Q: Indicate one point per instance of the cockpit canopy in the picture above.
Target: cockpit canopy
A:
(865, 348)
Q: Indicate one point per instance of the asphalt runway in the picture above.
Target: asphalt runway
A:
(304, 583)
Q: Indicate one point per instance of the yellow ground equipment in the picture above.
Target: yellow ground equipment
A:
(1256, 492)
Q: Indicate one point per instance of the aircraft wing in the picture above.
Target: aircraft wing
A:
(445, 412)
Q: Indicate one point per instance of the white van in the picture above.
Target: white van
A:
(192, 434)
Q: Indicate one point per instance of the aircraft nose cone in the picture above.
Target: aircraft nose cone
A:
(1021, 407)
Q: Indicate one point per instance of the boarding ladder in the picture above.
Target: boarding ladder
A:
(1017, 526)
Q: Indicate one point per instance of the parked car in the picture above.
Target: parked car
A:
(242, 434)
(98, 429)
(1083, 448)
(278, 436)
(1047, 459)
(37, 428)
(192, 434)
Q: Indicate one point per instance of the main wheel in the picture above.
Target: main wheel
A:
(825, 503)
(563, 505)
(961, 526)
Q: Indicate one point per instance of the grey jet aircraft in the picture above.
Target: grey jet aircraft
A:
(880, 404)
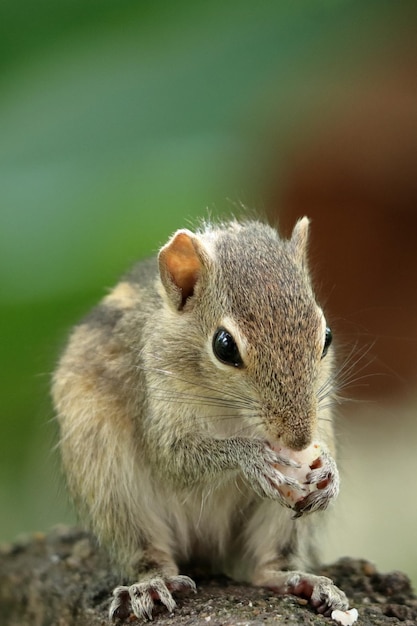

**Task directions:**
Wherever the word "wing" occurs in the data above, copy the line it sits in.

**Solution for this task:**
Q: Indicate one point per instance of the aircraft wing in the picture above.
Target: aircraft wing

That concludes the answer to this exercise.